**Required task:**
Copy out the material below, swapping every occurrence of "Return a box per instance" for "Give one box for each instance" and keeping the rest unchanged.

**Data:**
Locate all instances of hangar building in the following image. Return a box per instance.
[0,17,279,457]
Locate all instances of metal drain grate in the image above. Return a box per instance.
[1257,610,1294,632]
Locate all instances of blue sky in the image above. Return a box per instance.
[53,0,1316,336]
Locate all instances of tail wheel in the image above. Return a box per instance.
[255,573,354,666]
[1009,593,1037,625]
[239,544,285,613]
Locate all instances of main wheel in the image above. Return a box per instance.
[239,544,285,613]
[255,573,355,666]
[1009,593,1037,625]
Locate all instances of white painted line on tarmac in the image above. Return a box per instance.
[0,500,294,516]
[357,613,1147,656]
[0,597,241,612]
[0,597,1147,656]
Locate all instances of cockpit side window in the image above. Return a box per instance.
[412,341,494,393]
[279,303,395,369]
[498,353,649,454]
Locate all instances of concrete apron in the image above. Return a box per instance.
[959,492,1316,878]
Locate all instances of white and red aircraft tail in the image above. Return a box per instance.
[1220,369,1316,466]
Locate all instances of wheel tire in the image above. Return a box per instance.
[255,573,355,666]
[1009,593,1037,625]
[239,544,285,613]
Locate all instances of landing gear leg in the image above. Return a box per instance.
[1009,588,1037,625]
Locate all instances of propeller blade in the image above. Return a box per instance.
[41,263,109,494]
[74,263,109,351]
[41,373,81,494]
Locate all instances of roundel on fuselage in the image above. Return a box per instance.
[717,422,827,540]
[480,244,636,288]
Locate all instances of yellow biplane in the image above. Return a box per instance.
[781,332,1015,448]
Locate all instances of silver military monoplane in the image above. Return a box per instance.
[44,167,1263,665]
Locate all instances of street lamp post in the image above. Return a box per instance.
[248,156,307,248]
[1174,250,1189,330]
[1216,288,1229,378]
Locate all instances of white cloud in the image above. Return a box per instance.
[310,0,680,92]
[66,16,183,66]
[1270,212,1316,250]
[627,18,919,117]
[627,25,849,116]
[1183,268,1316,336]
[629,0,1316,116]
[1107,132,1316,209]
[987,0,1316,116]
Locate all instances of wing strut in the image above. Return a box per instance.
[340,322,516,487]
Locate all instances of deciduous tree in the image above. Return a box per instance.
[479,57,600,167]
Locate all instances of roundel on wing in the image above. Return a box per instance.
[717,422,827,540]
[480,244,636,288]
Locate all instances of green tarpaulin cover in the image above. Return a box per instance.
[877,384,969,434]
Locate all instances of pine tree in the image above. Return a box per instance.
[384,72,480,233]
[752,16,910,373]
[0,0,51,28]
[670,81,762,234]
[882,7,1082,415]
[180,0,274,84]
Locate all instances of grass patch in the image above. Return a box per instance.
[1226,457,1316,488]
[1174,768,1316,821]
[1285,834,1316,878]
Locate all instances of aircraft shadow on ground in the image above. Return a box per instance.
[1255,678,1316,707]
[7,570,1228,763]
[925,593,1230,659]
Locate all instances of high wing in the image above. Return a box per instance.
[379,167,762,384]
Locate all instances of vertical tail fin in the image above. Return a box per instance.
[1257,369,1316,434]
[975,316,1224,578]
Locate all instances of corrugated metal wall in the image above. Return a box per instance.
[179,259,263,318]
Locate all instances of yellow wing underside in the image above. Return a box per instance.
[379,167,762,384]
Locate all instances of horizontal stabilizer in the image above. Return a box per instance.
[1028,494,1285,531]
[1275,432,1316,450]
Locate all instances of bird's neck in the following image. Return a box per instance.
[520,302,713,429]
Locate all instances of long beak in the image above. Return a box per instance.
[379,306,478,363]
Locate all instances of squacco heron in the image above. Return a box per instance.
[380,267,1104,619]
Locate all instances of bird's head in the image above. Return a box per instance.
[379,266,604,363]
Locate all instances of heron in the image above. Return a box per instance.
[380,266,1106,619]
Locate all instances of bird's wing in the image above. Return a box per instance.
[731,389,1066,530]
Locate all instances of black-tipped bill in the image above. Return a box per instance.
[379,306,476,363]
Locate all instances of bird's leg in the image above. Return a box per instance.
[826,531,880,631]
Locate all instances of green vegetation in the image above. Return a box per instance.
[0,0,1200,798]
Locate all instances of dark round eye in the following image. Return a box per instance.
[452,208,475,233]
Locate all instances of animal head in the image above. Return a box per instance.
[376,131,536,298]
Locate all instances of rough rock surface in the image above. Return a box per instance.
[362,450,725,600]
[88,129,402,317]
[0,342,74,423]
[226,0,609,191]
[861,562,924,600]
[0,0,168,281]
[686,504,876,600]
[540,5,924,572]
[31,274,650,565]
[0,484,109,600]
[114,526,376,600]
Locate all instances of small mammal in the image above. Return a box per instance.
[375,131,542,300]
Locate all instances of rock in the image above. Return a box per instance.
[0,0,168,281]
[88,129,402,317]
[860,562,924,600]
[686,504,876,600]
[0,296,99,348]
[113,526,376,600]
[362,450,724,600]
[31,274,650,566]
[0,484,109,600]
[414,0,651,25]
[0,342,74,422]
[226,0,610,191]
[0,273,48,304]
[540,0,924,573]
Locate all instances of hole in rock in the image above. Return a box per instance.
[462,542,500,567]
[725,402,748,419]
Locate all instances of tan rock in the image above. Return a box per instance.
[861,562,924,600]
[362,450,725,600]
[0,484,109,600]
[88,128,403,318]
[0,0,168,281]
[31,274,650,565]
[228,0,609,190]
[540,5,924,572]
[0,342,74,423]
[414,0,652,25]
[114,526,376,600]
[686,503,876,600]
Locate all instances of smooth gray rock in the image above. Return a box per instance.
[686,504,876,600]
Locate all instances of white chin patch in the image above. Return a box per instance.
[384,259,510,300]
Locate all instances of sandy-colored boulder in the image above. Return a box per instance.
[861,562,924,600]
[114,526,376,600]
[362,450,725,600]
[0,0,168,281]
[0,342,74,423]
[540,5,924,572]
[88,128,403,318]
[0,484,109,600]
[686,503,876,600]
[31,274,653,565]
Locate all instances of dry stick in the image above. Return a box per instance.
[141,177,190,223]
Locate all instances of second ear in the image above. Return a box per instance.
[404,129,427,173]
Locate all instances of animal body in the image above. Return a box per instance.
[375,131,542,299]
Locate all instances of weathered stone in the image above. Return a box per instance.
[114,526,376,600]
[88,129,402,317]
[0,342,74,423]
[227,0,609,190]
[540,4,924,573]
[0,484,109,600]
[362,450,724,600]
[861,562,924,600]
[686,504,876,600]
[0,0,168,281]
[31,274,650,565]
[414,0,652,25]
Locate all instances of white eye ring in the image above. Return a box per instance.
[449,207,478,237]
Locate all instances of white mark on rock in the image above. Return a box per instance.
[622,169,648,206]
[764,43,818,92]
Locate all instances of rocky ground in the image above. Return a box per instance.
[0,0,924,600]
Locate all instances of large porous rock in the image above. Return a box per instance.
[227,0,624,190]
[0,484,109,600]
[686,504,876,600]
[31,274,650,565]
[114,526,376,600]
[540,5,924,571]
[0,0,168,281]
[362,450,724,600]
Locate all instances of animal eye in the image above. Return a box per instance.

**Written answer:**
Locate all instances of hangar building in the following image. Give one box for each instance.
[0,17,279,457]
Locate all instances of metal drain grate in the image above. Give one box for each instance.
[1257,610,1294,632]
Locate all instances of blue sky in the image above. Give one box for each instance.
[53,0,1316,336]
Locate all instances of tail wheel in the image above. Give one box for each instance.
[255,573,354,666]
[1009,593,1037,625]
[239,544,285,613]
Locate all instances of main wheel in the image above. Give one box for each instance.
[239,544,285,613]
[255,573,355,666]
[1009,593,1037,625]
Locate all instances of white painted line on tarmac in the image above. Give one box for each instance.
[0,500,294,516]
[357,613,1147,656]
[0,597,241,612]
[0,597,1147,656]
Locate all instances of cockpit side window in the image above. Give one box for each instance.
[412,341,494,393]
[279,303,395,369]
[498,353,649,454]
Locate all instances of concrete apron in the image above. Give one box for each instance.
[959,492,1316,878]
Locate all instances of white and red aircraft tail in the image above. Give one box for each instance.
[1220,369,1316,466]
Locate all instances of wheel tire in the image above. Give one box for each instance.
[255,573,355,666]
[1009,593,1037,625]
[239,544,285,613]
Locate all instances of landing gear leg in the image above. Give one box for each instance.
[1009,588,1037,625]
Locate all instances of propeller blade in the image above. Give one box for each instance.
[41,263,109,494]
[74,263,109,351]
[41,373,81,494]
Locate all instances of roundel on fuselage in the image above. Give one box for each instance.
[717,422,827,540]
[480,244,636,288]
Locate all instances of yellow biplane in the image above. Give one box for each instance.
[781,332,1015,448]
Locate all instances of silver military monoplane in the image above. Give one box for each instance.
[44,167,1263,665]
Locate all instances of street lamp post in the image above. Give one box for each instance.
[248,156,307,248]
[1174,250,1189,330]
[1216,288,1229,378]
Locate all instances of white cloud in the image above. Give one box for each instance.
[310,0,680,92]
[66,16,183,66]
[1270,212,1316,250]
[627,18,919,117]
[627,25,849,116]
[1183,268,1316,336]
[629,0,1316,116]
[1107,132,1316,209]
[987,0,1316,116]
Locate all instances of wing strut in the image above. Give one box for each instance.
[340,322,516,487]
Locate all instances of deciduous tree in the image above. Give one box for each instance.
[479,57,600,167]
Locate all instances of roundel on wing in the image above. Give one box for each instance.
[717,422,827,540]
[480,244,636,288]
Locate all instances of green tarpaulin cover in the image above. Give one box for each instance.
[877,384,969,434]
Locate all instances of pine tree in the image above. Give one box for each instance.
[384,72,480,233]
[752,16,910,373]
[0,0,51,28]
[670,81,762,234]
[882,7,1082,415]
[180,0,274,84]
Locate all instances of grass patch in the image above. Give one box for each instance.
[1226,457,1316,488]
[1174,768,1316,821]
[1285,834,1316,878]
Locate all instances of aircraft shadow on ground in the image above. Give one box for each instance.
[1255,678,1316,707]
[7,570,1228,763]
[925,593,1230,659]
Locate all instances of high wing in the image above. Give one box for each instance.
[379,167,762,384]
Locate all instances of vertical tail fin in the image above. Give one box for each instance.
[1257,369,1316,434]
[975,316,1224,578]
Locate all instances of corrugated metal wall in the image above. Give one box for each instance.
[179,259,263,318]
Locate all instances of yellow wing underside in the image above. Give one box for each instance.
[379,167,762,384]
Locate all instances of horizontal stabilizer in the image above. Give one box for each instance.
[1028,494,1285,531]
[1275,432,1316,450]
Locate all instances of bird's neck in the following image. Give one box for each instance.
[520,302,713,429]
Locate all instances of long beak in the image above. Give one box for each instance.
[379,306,478,363]
Locate all instances of squacco heron in the image above. Give one box for each instance.
[380,267,1104,619]
Locate all instances of bird's head in the image above. Give one box for each instance.
[379,266,604,363]
Locate all instances of heron in the image above. Give one box for each instance.
[380,266,1106,619]
Locate all instances of bird's wing in the image above. Give one box for each instance.
[731,389,1066,530]
Locate all instances of black-tipped bill in the image above. Give one box for each instance.
[379,306,476,363]
Locate all instances of bird's leg in the image above. Give one box for each instance.
[826,531,880,631]
Locate all instances of green vegetation in the image above. Give one box for each instance.
[0,0,1200,798]
Locate all instances of dark round eye in the following image. Give one box for each instance.
[452,208,475,233]
Locate all instances of animal head in the image above. Give one box for each instance.
[376,131,536,298]
Locate all instances of rough rock surface in the image above. Give one box for each instance.
[362,450,725,600]
[88,129,402,317]
[0,342,74,423]
[226,0,609,191]
[861,562,924,600]
[0,0,168,281]
[686,504,876,600]
[540,5,924,572]
[31,274,650,565]
[0,484,109,600]
[114,526,376,600]
Locate all instances of small mammal in the image above. Give one box for each instance.
[375,131,542,300]
Locate all instances of rock in the image above. Give one box for each instance.
[0,0,168,281]
[88,129,402,317]
[860,562,924,600]
[686,504,876,600]
[0,296,99,348]
[113,526,376,600]
[362,450,724,600]
[31,274,650,566]
[0,484,109,600]
[414,0,651,25]
[0,342,74,422]
[226,0,610,191]
[0,273,48,304]
[540,0,924,573]
Locate all instances of hole in rock in the image above. Give one box for each instance.
[462,542,500,567]
[725,402,748,419]
Locate all instances of tan rock in the image above. Give one box for each instance.
[861,562,924,600]
[362,450,725,600]
[0,484,109,600]
[88,128,403,318]
[0,0,168,281]
[31,274,650,565]
[228,0,609,190]
[540,5,924,572]
[0,342,74,423]
[414,0,652,25]
[114,526,376,600]
[686,503,876,600]
Locate all instances of smooth gray rock in the image above. Give one box for each instance.
[686,504,876,600]
Locate all instances of white chin patch in the image above. Give one box for each instance.
[384,259,510,300]
Locate all instances of sandy-colored boulder in the image above. Give one box for each instance.
[861,562,924,600]
[114,526,376,600]
[362,450,725,600]
[0,0,168,281]
[0,342,74,423]
[540,5,924,572]
[88,128,403,318]
[0,484,109,600]
[686,503,876,600]
[31,274,653,565]
Locate all instances of dry stick in the image above. Give one box for each instance.
[141,177,190,223]
Locate all instances of second ear in the image above. Give one box for each instance.
[404,129,427,173]
Locate all instances of animal body in the image above. Give one box for each instance.
[375,131,542,299]
Locate all instances of weathered stone in the image above. Give one box for each instance.
[114,526,376,600]
[88,129,402,317]
[0,342,74,423]
[227,0,609,190]
[540,4,924,573]
[0,484,109,600]
[362,450,724,600]
[861,562,924,600]
[686,504,876,600]
[0,0,168,281]
[31,274,650,565]
[414,0,652,25]
Locate all instances of white eye ring in the image above. Give one box for each instance.
[449,207,478,237]
Locate all instances of white mark on rock in the image above. Give one box for each instance.
[622,169,648,206]
[764,43,818,92]
Locate all instances of rocky ground in the image above. Give one box for each instance.
[0,0,924,600]
Locate all instances of large porous rock in the image above. Give one box for each instance.
[227,0,624,190]
[0,484,109,600]
[686,504,876,600]
[31,274,650,565]
[114,526,376,600]
[540,5,924,571]
[0,0,168,281]
[362,450,724,600]
Locate all instances of animal eye in the image above. Give one box for each instance.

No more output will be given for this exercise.